What the task requires: Rewrite the passage about William Joseph Hussey from "William Joseph Hussey" up to and including "study civil engineering.", replacing "scientific curriculum" with "science curriculum".
Given passage section start
American astronomer (1862–1926)

William Joseph Hussey (August 10, 1862 – October 28, 1926) was an American astronomer.

== Early life and education ==
He was born at Mendon, Ohio, August 10, 1862, the son of John Milton Hussey and Mary Catherine Stevens. He attended the Valparaiso Normal School in 1880 and completed the scientific curriculum with a specialization in education in one year. Afterward, he attended the University of Michigan to study civil engineering.

He had to stop his education in his sophomore year of university due to a lack of funds. During a three-year hiatus from his education he worked as a principal of the schools at Ohio Station, Illinois. During summer breaks, he did clerical work for railroad surveyors in the Northwest. He then returned to the University of Michigan to finish his civil engineering degree in 1889.
Given passage section end
Extracted material section start
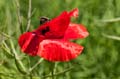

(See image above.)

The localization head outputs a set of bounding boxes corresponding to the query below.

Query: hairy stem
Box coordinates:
[26,0,32,31]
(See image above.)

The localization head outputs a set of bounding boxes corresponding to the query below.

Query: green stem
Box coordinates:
[10,39,26,73]
[29,58,44,72]
[43,67,73,78]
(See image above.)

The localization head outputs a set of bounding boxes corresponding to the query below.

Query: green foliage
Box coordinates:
[0,0,120,79]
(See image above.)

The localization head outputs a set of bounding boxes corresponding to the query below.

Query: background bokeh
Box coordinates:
[0,0,120,79]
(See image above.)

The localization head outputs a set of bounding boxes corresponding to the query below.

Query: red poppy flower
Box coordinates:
[19,8,89,62]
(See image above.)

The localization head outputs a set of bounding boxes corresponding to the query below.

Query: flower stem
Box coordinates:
[26,0,32,32]
[10,39,26,74]
[29,58,44,72]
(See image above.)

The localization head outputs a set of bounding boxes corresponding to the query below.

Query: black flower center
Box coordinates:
[40,17,50,24]
[41,26,50,35]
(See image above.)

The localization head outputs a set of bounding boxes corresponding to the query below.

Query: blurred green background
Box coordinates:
[0,0,120,79]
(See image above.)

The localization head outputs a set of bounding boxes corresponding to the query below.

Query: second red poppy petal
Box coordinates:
[38,40,83,62]
[64,23,89,39]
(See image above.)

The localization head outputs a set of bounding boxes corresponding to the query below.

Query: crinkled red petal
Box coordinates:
[64,23,89,39]
[18,32,44,56]
[69,8,79,18]
[35,11,70,38]
[38,40,83,62]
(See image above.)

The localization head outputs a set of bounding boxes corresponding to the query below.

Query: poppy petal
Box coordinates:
[69,8,79,18]
[38,40,83,62]
[64,23,89,39]
[18,32,43,56]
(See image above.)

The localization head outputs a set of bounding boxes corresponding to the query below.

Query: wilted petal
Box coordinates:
[38,40,83,62]
[64,23,89,39]
[18,32,43,56]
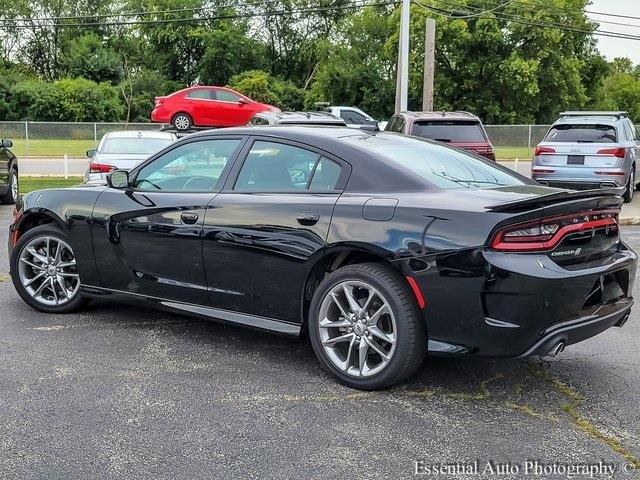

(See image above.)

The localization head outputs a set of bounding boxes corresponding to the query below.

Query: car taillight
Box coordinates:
[533,146,556,157]
[491,210,619,252]
[89,162,116,173]
[597,148,624,158]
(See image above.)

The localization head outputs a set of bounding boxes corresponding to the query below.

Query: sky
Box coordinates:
[587,0,640,65]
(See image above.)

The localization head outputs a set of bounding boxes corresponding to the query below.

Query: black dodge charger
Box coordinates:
[9,127,637,389]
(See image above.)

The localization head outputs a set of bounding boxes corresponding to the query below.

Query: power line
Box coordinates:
[414,0,640,40]
[478,0,640,28]
[0,0,400,29]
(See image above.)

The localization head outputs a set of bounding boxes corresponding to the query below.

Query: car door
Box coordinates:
[92,136,244,305]
[215,88,248,127]
[203,137,350,323]
[187,88,220,126]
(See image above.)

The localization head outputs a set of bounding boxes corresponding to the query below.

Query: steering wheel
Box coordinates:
[182,177,212,190]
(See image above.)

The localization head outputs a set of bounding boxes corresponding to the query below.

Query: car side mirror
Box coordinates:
[107,170,129,189]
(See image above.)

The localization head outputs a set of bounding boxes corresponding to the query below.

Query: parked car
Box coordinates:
[0,138,18,203]
[385,112,496,160]
[151,86,280,131]
[248,112,347,127]
[84,130,176,183]
[325,105,386,130]
[531,112,640,202]
[9,126,637,389]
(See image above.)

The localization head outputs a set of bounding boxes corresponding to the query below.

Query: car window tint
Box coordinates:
[343,135,525,189]
[187,88,213,100]
[234,141,318,192]
[411,120,487,142]
[134,139,240,192]
[544,123,618,143]
[215,90,240,102]
[340,110,367,125]
[309,157,342,191]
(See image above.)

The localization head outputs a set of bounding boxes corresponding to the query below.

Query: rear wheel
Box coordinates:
[309,263,426,390]
[0,168,18,204]
[10,224,85,313]
[171,112,193,132]
[622,165,636,203]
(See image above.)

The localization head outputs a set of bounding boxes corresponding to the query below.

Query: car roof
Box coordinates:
[103,130,176,139]
[398,111,480,122]
[254,112,346,126]
[553,113,626,125]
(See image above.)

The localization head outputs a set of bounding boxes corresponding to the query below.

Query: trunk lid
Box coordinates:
[535,142,624,169]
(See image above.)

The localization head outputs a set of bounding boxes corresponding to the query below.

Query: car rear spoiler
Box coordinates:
[486,188,622,212]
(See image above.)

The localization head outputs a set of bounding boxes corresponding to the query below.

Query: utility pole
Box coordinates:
[422,18,436,112]
[396,0,411,113]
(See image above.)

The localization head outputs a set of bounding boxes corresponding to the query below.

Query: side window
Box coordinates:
[234,141,319,192]
[340,110,367,125]
[384,115,398,132]
[309,157,342,192]
[215,90,240,103]
[395,117,405,133]
[187,88,213,100]
[134,139,241,192]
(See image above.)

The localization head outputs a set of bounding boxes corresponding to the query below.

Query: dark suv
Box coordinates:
[385,112,496,160]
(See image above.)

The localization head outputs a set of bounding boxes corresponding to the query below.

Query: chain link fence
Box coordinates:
[0,121,640,169]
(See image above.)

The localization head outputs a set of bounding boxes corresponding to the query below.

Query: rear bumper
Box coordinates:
[401,245,638,358]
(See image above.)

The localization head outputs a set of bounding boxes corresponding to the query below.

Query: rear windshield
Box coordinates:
[344,135,525,189]
[100,137,171,155]
[411,120,487,142]
[544,124,617,143]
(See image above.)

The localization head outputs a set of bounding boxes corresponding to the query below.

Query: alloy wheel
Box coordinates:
[317,280,397,377]
[173,115,191,130]
[18,236,80,306]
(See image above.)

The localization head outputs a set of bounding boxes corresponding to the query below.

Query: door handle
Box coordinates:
[180,212,198,225]
[296,212,320,226]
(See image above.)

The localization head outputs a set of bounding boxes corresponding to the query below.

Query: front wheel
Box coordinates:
[309,263,426,390]
[10,224,85,313]
[171,113,193,132]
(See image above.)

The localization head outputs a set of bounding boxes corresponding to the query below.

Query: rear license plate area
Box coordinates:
[582,270,629,308]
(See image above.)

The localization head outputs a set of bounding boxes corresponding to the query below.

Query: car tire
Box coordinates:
[0,168,19,204]
[10,224,87,313]
[308,263,426,390]
[622,165,636,203]
[171,112,193,132]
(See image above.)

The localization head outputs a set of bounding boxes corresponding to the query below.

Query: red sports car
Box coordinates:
[151,86,280,130]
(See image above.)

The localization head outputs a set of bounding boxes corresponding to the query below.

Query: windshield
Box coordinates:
[544,124,616,143]
[411,120,487,142]
[346,135,525,189]
[100,137,171,155]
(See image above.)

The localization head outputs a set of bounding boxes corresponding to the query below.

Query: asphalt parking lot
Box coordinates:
[0,206,640,479]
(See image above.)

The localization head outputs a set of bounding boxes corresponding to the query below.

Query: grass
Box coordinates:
[11,139,533,160]
[11,139,97,157]
[20,175,82,194]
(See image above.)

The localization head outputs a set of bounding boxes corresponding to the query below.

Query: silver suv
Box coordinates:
[531,112,640,202]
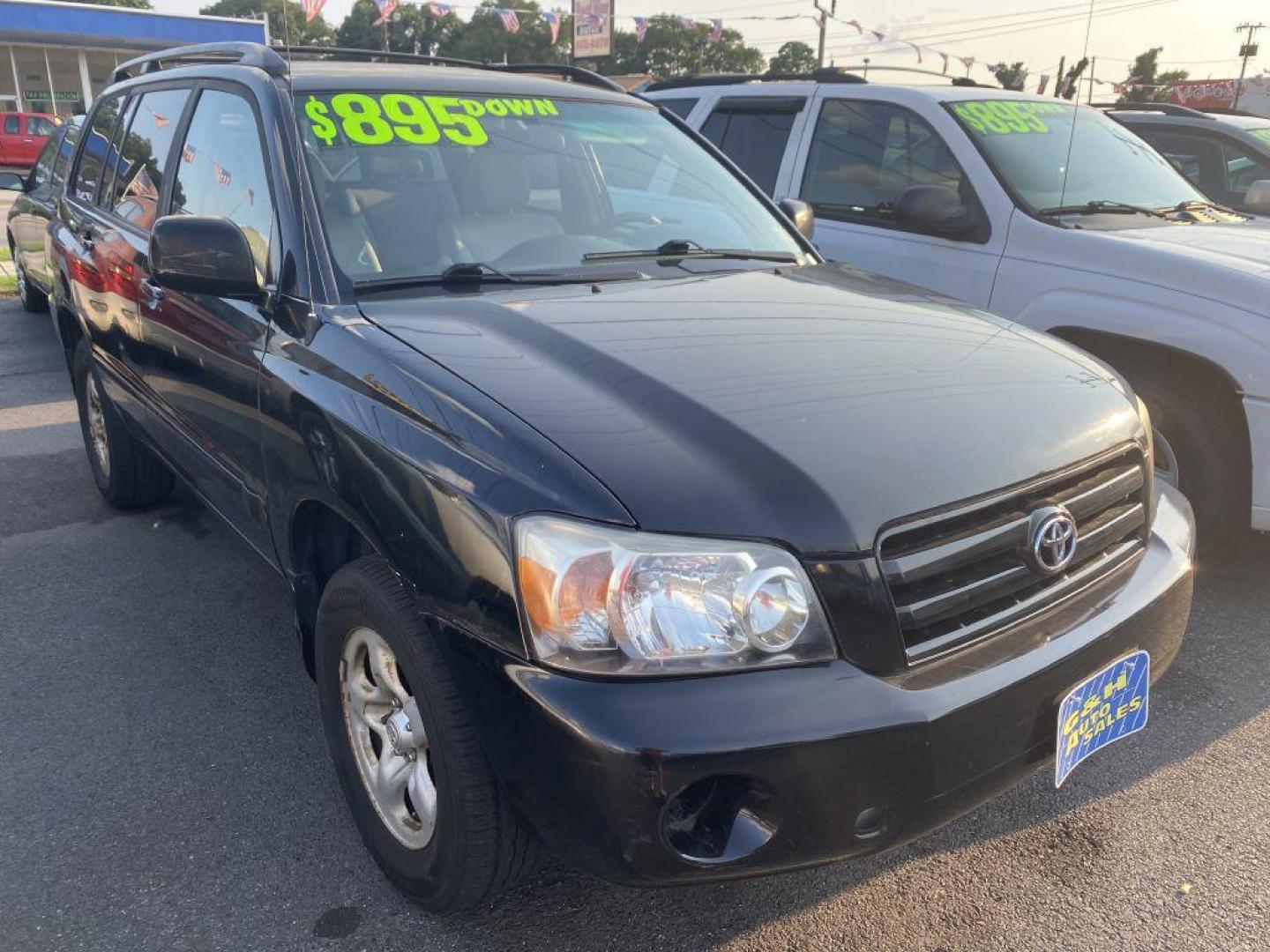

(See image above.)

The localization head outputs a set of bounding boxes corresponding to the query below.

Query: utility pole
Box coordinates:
[813,0,838,69]
[1230,23,1265,109]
Extracted material section end
Exercise answer:
William Joseph Hussey (August 10, 1862 – October 28, 1926) was an American astronomer.

== Early life and education ==
He was born at Mendon, Ohio, August 10, 1862, the son of John Milton Hussey and Mary Catherine Stevens. He attended the Valparaiso Normal School in 1880 and completed the science curriculum with a specialization in education in one year. Afterward, he attended the University of Michigan to study civil engineering.